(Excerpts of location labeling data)

★ ★ ★ ★ ★

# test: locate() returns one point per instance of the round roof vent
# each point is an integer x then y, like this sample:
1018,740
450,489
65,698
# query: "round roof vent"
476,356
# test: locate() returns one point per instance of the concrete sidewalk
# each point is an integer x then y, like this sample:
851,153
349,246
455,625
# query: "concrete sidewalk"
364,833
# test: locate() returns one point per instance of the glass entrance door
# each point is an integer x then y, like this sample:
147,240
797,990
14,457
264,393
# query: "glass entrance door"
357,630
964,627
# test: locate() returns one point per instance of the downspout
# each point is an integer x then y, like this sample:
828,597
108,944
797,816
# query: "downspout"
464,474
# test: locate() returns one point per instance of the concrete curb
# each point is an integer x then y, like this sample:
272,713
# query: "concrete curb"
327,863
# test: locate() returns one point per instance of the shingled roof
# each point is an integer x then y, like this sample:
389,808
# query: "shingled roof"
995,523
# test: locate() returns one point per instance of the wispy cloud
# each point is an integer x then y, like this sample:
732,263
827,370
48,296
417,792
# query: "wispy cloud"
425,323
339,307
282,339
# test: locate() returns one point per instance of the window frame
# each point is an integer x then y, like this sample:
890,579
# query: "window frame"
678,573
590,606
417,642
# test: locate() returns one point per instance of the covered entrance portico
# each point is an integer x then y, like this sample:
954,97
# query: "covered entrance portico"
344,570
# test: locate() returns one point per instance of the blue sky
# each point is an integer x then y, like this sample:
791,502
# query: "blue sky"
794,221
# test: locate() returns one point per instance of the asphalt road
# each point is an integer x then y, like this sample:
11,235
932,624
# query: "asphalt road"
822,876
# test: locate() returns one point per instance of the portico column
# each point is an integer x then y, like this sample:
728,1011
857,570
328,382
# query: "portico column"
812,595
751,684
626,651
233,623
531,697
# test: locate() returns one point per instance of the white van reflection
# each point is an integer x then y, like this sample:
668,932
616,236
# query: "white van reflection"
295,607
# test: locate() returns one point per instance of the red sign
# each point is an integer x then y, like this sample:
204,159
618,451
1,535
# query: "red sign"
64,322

★ ★ ★ ★ ★

▸ **YOUR INSTRUCTIONS**
Shift every answer coordinate pair up by 59 in the data from the line with "# test: locate() returns one point per instance of the white" through the end of the data, adding 59 to both the x and the y value. Write out every one of those lines, keeping all the others unchanged.

▸ **SOLVED PROBLEM**
# test: locate() returns one point per instance of the white van reflection
# each point is an integer x then y, like this sample:
668,932
616,236
# query: "white van reflection"
354,666
# test: locate() returns one point per instance of the red sign
# each point is an integer x then y, like this sample:
204,159
618,451
1,535
# query: "red sign"
123,381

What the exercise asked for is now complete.